● Document passage:
Studio album by the Clash
- Released: 10 November 1978
- Recorded: March–April 1978; August–September 1978;
- Studios: Basing Street (London); The Automatt (San Francisco);
- Genre: Punk rock
- Length: 36:57
- Labels: CBS; Epic;
- Producer: Sandy Pearlman

The Clash chronology
| The Clash (1977) | Give 'Em Enough Rope (1978) | London Calling (1979) |

Singles from Give 'Em Enough Rope
- "Tommy Gun" Released: 24 November 1978; "English Civil War" Released: 23 February 1979;

= Give 'Em Enough Rope =

Give 'Em Enough Rope is the second studio album by the English punk rock band the Clash, released on 10 November 1978 through CBS Records. It was their first album released in the United States, preceding the US version of the self-titled studio album. The album was well received by critics and fans, peaking at number two in the United Kingdom Albums Chart, and number 128 in the Billboard 200. The album is tied with Combat Rock (1982) for being the highest-charting album for the Clash in their native United Kingdom.

● Prompt: Reproduce the passage of the Give 'Em Enough Rope article between "The Clash chronology" and "native United Kingdom.", inclusive.

● Given data:

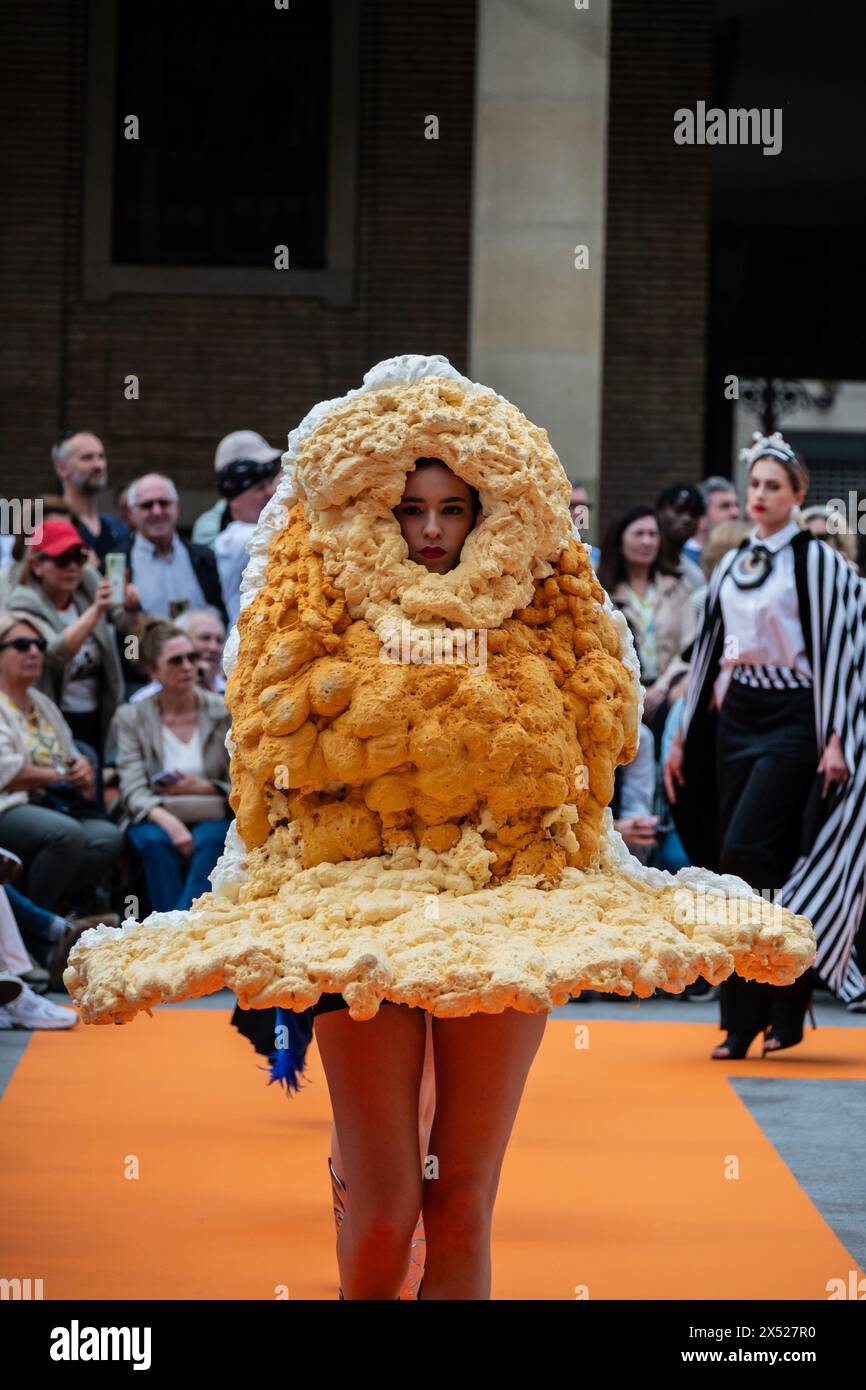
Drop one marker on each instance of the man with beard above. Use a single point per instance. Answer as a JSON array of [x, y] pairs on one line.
[[79, 462]]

● Answer for this exercise:
The Clash chronology
| The Clash (1977) | Give 'Em Enough Rope (1978) | London Calling (1979) |

Singles from Give 'Em Enough Rope
- "Tommy Gun" Released: 24 November 1978; "English Civil War" Released: 23 February 1979;

= Give 'Em Enough Rope =

Give 'Em Enough Rope is the second studio album by the English punk rock band the Clash, released on 10 November 1978 through CBS Records. It was their first album released in the United States, preceding the US version of the self-titled studio album. The album was well received by critics and fans, peaking at number two in the United Kingdom Albums Chart, and number 128 in the Billboard 200. The album is tied with Combat Rock (1982) for being the highest-charting album for the Clash in their native United Kingdom.